- _Supplied passage_

In 1770, Wolfgang von Kempelen presented a wooden chess-playing automaton to Empress Maria Theresa’s court. The machine, dressed in Ottoman robes and seated behind a cabinet with a chessboard, won repeatedly against strong opponents including Benjamin Franklin and Napoleon Bonaparte for 84 years. The secret: a hidden human chess master operating the arm through levers while watching magnetically.
The Core Pattern
The Mechanical Turk exposed a foundational deception—not about chess quality, but about where intelligence originated. Every move was legitimate; the lie involved attribution. This template has persisted across centuries with evolving sophistication.
Modern Iterations
Deep Blue’s 1997 victory over Garry Kasparov involved grandmasters Joel Benjamin, Miguel Illescas, John Fedorowicz, and Nick de Firmian designing evaluation functions and opening books. AlphaGo initially trained on 160,000 human games before self-play reinforcement learning. Humans defined success; machines operationalized it.
Amazon’s Mechanical Turk (2005)

- _Requirement_
Decide whether each of the following statements agrees with the chess automaton passage above, answering yes or no and quoting the words of the passage that settle it. 1. Wolfgang von Kempelen presented the automaton to Empress Maria Theresa's court in 1770. 2. According to the passage, the deception of the Mechanical Turk concerned the quality of its chess. 3. AlphaGo began with self-play before any training on human games.

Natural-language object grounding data
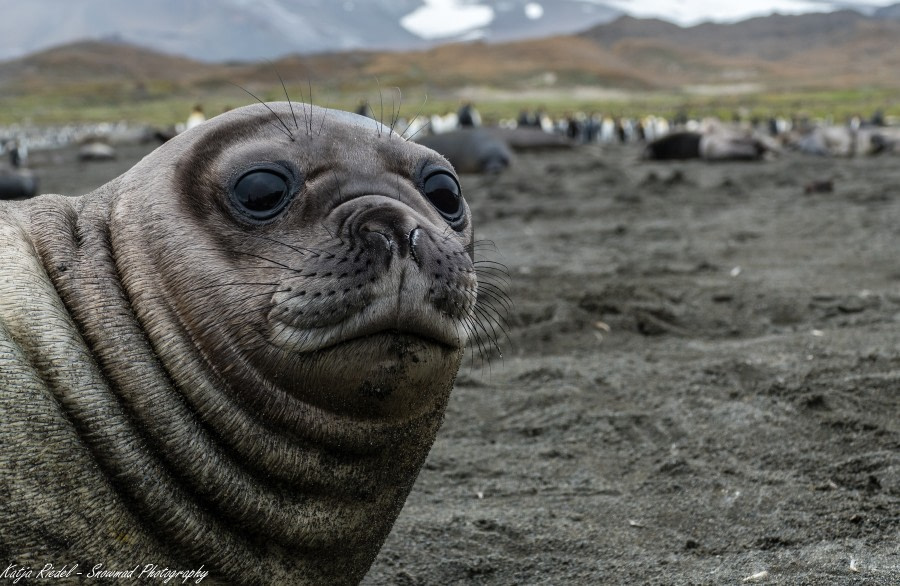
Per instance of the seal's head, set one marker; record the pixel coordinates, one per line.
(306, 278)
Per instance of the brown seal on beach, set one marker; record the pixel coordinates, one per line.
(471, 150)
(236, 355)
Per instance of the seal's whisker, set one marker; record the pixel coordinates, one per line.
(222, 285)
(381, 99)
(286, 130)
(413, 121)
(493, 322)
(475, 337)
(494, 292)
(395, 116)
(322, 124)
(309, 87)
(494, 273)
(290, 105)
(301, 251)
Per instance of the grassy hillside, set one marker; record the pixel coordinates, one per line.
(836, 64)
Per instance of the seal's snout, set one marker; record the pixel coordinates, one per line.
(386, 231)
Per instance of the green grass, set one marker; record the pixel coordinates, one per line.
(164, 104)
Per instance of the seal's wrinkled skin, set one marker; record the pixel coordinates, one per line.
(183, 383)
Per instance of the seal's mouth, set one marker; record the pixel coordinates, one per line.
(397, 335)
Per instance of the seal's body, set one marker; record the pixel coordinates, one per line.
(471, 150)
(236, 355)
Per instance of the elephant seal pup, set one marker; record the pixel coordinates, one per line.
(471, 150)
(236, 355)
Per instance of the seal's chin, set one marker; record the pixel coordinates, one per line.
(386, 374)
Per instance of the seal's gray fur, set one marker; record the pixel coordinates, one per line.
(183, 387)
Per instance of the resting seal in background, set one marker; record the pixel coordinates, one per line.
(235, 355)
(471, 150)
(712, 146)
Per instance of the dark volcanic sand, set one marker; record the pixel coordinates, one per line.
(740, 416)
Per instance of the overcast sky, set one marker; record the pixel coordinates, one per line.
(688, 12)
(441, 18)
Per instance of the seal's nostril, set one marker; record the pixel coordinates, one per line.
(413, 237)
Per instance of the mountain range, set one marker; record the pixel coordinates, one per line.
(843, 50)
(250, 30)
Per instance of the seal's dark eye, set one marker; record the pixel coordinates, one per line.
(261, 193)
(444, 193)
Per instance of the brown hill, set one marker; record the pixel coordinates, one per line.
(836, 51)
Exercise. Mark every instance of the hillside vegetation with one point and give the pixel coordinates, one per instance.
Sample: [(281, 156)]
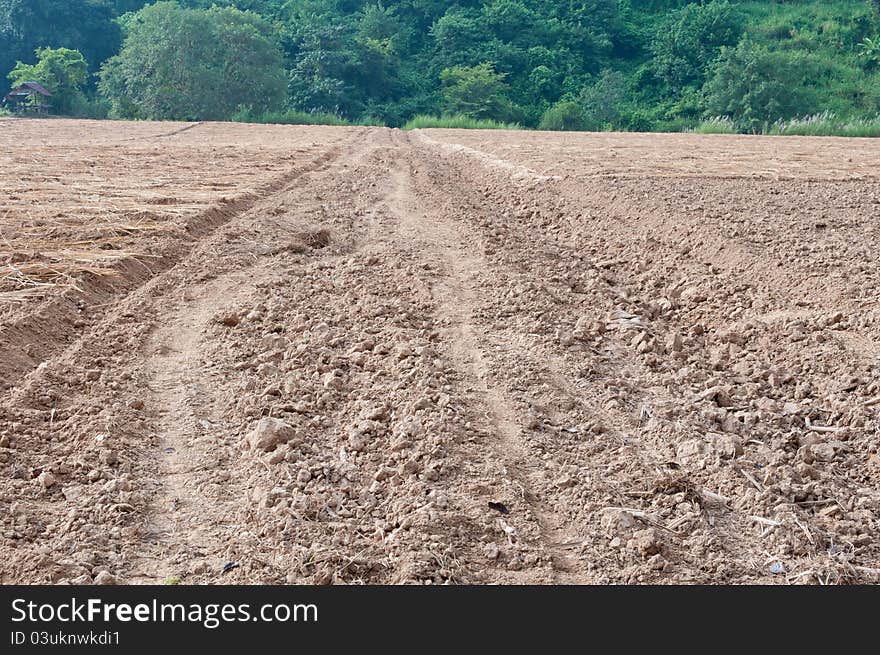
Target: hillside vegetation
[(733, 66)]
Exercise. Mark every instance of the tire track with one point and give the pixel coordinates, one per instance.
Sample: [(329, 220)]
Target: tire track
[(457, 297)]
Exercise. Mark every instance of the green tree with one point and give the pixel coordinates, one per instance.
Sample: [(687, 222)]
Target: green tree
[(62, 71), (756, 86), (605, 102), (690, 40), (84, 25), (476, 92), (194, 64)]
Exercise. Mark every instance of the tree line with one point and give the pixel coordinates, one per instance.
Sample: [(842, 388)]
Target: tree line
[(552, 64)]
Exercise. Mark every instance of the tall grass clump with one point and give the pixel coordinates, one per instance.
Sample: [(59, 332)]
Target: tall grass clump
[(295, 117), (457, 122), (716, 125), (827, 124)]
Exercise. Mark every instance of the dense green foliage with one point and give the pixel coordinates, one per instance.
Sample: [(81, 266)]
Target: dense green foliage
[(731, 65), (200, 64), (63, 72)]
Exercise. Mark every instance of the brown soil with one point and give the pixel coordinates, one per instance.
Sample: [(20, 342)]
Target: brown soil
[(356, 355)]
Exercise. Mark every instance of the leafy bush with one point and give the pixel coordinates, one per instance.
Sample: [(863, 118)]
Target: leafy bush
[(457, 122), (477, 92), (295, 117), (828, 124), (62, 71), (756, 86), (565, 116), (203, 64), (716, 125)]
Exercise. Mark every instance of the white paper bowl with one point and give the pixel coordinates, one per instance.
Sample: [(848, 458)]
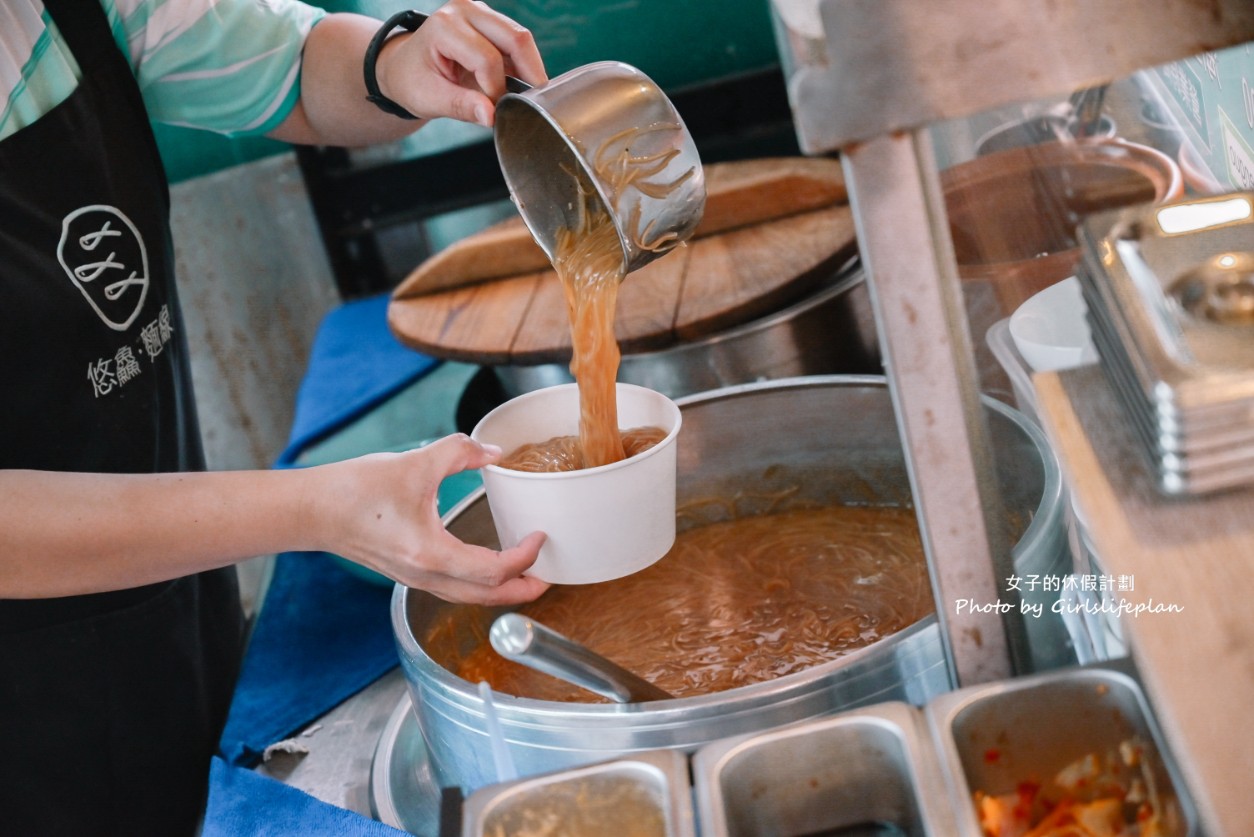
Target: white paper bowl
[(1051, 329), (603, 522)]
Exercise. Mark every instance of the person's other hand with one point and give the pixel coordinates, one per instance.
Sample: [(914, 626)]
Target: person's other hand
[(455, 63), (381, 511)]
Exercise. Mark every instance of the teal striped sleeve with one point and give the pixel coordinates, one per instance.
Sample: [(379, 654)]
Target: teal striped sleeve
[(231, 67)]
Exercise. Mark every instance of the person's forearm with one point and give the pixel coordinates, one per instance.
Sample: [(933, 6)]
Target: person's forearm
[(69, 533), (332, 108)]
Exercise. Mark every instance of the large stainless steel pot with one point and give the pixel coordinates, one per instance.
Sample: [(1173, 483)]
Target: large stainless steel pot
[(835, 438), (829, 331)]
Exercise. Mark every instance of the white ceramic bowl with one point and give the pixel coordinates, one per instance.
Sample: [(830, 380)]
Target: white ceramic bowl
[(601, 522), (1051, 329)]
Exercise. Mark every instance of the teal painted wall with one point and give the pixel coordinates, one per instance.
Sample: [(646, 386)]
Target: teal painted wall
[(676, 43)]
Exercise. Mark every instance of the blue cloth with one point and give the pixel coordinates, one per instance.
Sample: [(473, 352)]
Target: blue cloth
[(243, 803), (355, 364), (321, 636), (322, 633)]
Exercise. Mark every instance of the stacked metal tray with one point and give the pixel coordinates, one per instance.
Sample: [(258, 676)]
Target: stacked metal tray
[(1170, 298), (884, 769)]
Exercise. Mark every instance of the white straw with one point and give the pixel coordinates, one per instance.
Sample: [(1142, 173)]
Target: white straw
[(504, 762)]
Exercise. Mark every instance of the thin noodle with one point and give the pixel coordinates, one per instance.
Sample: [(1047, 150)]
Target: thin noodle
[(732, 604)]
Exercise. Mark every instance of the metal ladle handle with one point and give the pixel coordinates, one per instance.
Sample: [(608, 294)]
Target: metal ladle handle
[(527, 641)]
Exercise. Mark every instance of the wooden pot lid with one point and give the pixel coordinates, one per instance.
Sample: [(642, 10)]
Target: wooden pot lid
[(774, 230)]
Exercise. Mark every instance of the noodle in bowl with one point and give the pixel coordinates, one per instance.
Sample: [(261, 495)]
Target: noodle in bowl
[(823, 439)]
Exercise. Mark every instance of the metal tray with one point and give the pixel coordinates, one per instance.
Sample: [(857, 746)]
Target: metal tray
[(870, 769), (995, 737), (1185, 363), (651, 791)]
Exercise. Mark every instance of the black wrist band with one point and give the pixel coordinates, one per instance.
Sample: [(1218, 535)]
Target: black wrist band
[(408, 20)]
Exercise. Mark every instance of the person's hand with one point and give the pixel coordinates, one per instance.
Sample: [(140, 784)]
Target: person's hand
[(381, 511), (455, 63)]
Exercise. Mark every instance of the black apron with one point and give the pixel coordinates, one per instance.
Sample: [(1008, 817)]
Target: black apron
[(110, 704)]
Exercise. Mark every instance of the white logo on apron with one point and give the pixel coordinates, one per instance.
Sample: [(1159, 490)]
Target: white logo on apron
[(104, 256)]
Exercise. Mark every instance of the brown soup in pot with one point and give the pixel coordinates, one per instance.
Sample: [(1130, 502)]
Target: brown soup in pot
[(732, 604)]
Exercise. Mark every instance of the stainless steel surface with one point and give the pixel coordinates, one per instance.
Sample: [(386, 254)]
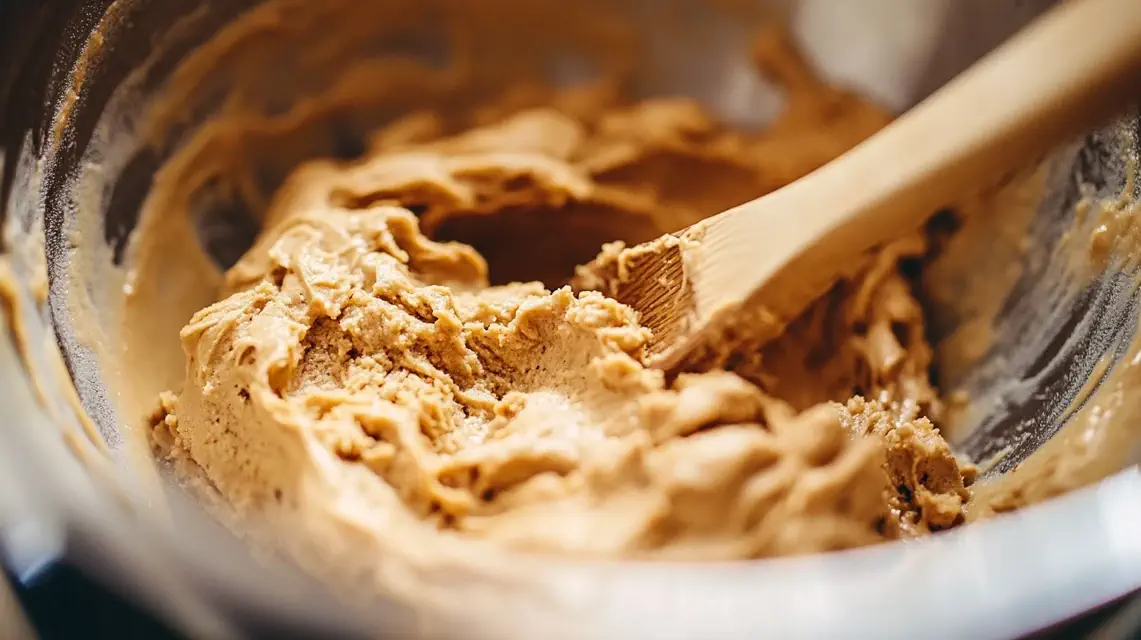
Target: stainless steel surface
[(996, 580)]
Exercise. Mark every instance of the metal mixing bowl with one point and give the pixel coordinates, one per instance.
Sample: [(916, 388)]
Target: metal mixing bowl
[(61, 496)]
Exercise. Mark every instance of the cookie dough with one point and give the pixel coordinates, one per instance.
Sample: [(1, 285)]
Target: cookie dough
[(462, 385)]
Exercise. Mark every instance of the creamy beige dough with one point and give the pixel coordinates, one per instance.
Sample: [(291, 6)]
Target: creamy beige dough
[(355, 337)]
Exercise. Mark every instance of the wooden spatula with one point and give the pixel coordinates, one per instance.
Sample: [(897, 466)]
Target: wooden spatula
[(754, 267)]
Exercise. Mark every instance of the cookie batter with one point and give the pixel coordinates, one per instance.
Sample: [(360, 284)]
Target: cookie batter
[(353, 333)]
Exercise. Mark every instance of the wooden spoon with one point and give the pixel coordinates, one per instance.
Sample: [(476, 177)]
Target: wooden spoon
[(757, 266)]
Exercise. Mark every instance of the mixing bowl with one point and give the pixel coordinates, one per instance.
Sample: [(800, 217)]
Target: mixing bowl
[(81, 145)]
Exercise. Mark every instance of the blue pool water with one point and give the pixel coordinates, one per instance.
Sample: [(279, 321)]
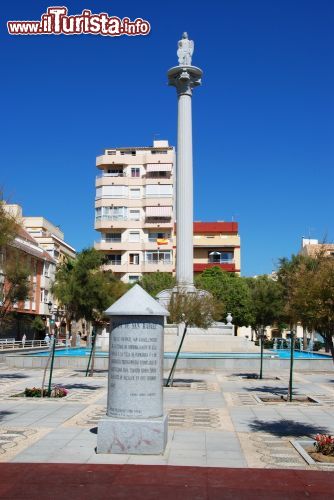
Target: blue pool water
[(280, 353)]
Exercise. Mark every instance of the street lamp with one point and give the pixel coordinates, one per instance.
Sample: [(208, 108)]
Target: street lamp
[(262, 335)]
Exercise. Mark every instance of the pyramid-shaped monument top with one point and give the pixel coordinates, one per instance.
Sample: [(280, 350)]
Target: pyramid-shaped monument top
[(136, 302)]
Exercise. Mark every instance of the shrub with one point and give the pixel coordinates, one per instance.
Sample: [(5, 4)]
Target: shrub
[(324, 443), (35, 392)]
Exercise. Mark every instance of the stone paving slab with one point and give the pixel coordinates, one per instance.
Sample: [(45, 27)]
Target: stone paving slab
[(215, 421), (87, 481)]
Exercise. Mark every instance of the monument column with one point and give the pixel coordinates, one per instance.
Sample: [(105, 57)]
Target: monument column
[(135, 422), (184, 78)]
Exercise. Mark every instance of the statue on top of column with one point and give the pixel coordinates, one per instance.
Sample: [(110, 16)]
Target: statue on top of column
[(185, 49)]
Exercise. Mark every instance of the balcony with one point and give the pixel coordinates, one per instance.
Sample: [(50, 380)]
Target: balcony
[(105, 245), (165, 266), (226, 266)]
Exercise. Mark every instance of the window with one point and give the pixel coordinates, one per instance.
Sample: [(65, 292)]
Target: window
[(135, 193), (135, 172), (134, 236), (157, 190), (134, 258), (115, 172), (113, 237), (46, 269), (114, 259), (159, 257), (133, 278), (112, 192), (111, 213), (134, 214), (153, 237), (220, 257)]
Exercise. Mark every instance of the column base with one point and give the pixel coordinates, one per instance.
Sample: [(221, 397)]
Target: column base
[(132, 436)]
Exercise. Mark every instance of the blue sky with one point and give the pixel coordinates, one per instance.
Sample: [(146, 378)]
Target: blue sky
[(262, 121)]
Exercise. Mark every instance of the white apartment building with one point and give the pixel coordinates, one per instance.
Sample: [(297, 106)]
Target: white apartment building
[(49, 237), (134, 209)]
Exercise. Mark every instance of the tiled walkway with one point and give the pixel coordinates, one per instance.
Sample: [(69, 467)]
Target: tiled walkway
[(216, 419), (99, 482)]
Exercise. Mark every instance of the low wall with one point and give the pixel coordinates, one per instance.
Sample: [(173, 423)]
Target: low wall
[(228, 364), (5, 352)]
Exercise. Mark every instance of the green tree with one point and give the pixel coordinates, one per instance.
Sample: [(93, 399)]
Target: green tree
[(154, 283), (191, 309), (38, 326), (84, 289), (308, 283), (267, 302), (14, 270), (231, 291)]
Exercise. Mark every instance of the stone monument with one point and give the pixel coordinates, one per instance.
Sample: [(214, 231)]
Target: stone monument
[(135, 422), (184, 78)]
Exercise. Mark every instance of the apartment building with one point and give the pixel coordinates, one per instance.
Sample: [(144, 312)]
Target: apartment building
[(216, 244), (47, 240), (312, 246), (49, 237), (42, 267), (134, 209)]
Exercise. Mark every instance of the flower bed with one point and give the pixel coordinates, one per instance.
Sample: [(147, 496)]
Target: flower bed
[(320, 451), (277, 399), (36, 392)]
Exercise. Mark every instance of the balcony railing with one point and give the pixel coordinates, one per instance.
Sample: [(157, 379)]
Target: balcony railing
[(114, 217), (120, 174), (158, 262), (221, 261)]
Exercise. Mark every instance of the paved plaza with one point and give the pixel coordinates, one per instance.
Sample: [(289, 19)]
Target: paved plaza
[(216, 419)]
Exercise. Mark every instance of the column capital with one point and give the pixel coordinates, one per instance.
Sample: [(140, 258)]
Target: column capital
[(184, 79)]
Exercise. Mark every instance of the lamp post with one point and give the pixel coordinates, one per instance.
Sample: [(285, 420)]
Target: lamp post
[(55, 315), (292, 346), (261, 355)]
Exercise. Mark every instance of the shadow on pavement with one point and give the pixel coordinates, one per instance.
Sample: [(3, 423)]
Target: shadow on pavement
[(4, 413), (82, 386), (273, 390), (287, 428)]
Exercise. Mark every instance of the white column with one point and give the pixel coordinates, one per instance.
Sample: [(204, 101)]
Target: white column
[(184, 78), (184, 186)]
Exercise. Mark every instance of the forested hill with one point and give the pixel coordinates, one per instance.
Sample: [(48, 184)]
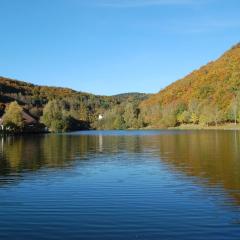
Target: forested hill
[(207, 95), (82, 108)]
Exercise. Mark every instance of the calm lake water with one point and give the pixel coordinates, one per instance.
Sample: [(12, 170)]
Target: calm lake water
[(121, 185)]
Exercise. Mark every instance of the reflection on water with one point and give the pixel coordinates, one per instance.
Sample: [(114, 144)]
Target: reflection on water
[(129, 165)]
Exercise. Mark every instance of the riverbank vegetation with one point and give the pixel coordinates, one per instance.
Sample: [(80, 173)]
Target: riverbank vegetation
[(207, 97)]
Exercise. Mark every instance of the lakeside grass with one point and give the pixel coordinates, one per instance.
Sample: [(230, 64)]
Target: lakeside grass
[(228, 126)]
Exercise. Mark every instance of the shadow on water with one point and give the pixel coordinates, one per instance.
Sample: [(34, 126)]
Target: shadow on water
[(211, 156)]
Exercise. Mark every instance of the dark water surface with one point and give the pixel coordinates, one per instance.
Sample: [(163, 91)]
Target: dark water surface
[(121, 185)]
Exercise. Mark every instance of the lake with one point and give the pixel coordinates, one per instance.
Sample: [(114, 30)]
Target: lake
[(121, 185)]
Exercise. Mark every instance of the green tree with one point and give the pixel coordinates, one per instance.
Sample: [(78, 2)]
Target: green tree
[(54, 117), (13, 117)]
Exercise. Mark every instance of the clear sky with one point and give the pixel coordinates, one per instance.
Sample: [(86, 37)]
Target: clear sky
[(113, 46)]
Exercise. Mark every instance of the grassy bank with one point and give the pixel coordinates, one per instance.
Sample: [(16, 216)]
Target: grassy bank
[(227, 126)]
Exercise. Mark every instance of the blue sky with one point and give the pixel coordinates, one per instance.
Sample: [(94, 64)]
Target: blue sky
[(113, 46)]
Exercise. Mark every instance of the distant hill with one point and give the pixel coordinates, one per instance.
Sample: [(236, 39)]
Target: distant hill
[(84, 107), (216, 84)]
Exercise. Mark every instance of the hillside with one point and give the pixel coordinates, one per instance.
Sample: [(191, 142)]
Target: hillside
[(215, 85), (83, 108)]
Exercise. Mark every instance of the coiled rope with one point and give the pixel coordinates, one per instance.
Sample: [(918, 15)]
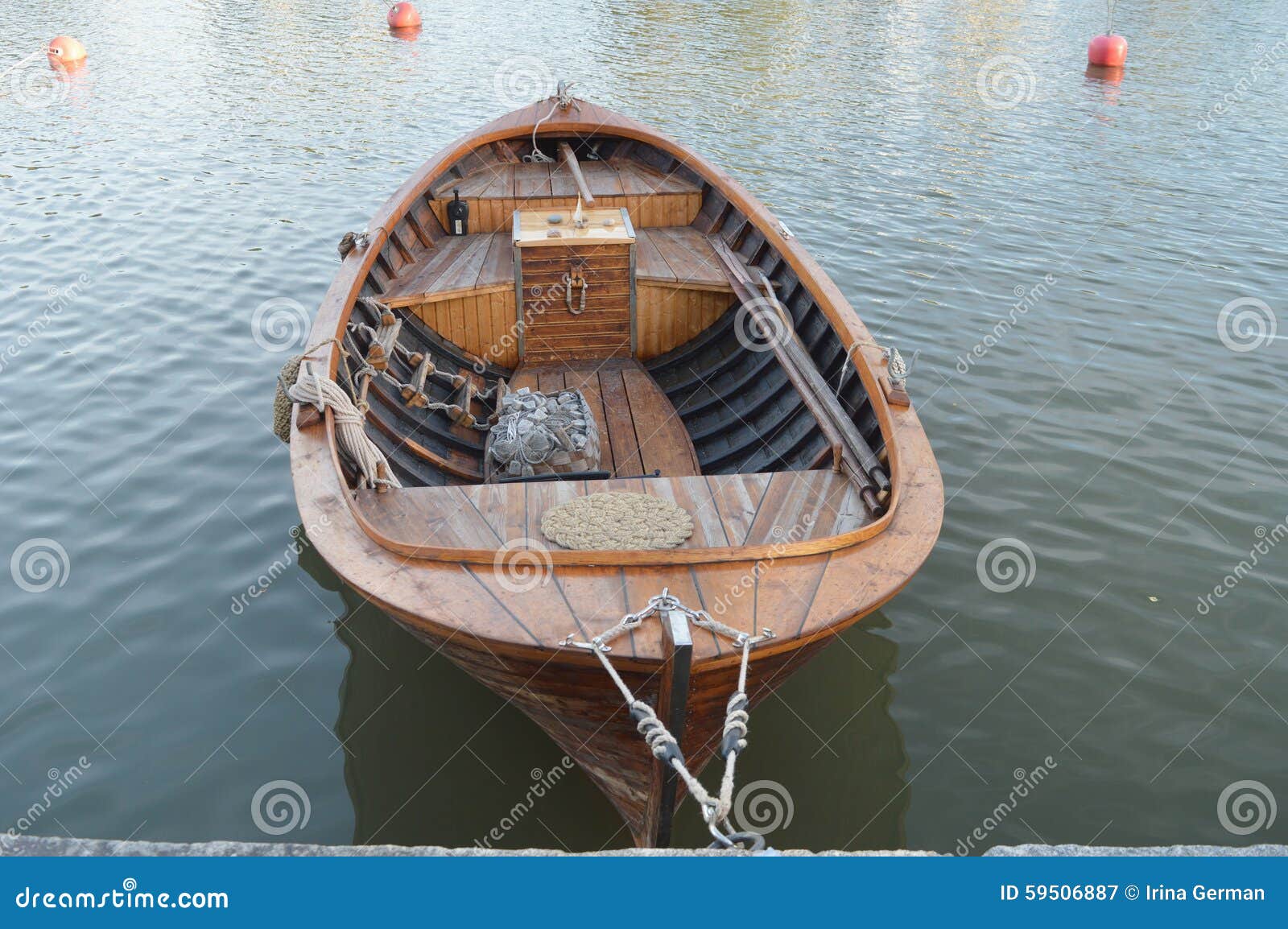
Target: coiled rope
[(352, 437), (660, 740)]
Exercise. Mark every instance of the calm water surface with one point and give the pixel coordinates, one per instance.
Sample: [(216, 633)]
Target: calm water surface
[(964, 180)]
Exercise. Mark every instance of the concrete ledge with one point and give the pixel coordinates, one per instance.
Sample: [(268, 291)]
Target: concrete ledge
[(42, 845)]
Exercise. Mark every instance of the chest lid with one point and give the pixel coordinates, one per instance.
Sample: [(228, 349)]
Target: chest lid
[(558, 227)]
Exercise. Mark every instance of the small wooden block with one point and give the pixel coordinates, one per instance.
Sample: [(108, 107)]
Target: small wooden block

- _Task answer_
1. Yes: "In 1770, Wolfgang von Kempelen presented a wooden chess-playing automaton to Empress Maria Theresa’s court."
2. No: "not about chess quality, but about where intelligence originated"
3. No: "AlphaGo initially trained on 160,000 human games before self-play reinforcement learning."